• [Materials provided]
------------------------------------------------------------
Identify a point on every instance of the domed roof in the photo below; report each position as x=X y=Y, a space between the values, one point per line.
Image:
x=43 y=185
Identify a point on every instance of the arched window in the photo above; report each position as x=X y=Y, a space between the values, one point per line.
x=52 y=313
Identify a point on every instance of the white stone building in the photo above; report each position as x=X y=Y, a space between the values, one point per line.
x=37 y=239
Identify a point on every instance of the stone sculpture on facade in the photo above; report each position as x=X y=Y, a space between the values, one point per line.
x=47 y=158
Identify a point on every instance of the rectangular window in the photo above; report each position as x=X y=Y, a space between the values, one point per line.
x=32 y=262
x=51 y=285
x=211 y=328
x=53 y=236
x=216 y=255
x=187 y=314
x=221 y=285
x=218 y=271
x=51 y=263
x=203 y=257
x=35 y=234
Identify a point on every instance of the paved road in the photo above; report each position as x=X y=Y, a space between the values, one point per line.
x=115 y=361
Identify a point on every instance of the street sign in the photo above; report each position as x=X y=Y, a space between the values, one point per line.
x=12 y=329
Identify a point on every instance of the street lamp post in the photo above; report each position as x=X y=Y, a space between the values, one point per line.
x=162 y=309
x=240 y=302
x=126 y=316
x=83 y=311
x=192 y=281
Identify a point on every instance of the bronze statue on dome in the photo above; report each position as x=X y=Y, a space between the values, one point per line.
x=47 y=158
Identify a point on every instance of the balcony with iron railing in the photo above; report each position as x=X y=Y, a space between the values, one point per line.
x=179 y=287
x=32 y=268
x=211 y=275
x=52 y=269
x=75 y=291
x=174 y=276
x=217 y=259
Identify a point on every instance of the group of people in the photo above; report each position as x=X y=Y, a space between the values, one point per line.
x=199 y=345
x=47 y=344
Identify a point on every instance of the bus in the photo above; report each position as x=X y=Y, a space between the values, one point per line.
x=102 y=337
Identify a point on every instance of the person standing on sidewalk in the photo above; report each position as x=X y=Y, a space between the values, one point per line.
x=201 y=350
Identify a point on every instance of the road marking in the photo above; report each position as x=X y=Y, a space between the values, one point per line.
------------------------------------------------------------
• [Short problem] Copy every item above word for word, keeping each line as it stands.

• [Exercise response]
Identify a point on every instance of the domed roof in the photo below; report each position as x=X y=Y, a space between the values, one point per line.
Image:
x=43 y=185
Identify a point on every instance of the arched window in the photo above; report each position as x=X y=Y, a space between the values, one point per line.
x=52 y=313
Identify a point on every instance of the white stone building in the photo above; report each position as x=X y=Y, a space between the values, one point per line.
x=37 y=239
Identify a point on every instance of the stone sculpture on facade in the photo above; report each position as x=X y=Y, a space between the values, one point per line.
x=47 y=158
Identify a point on every instance of the rectangular window in the photo above; report each position as x=X y=Y, a space between the values, one point per line.
x=32 y=262
x=51 y=285
x=211 y=328
x=53 y=236
x=216 y=255
x=187 y=314
x=221 y=285
x=218 y=271
x=51 y=263
x=203 y=257
x=35 y=234
Identify a point on every instance of the paved road in the photo above; report each position as x=X y=Y, a space between the values, one point per line.
x=115 y=361
Identify a point on every instance of the street sign in the photo above; report each position as x=X y=Y, a space between the values, one point per line.
x=12 y=329
Identify a point on every instance of the street lamp post in the photo above; report each position as x=X y=Y, a space between the values, one point per line.
x=162 y=309
x=240 y=302
x=126 y=316
x=83 y=311
x=192 y=281
Identify a point on every instance of the bronze statue on dome in the photo above; report each position as x=X y=Y, a space between the values, one point per line.
x=47 y=158
Identify a point on every instance of the balcony with iron railing in the photo above; report each position as x=X y=Y, a space between the values, one point per line.
x=179 y=287
x=32 y=268
x=211 y=275
x=52 y=269
x=75 y=291
x=174 y=276
x=217 y=259
Identify a point on every instance of the group of people in the photo above; report each position as x=X y=Y, a space between the values, one point per line.
x=199 y=345
x=47 y=344
Identify a point on every instance of the bus in the photo above; report each position as x=X y=Y, a space between the values, one point per line.
x=102 y=337
Identify a point on every instance of the person standing on sidewalk in the photo above; report each position as x=X y=Y, a space between the values, one point per line.
x=201 y=350
Identify a point on every instance of the road marking in the photo above; report each position as x=X y=Y, a space between the values, one point per line.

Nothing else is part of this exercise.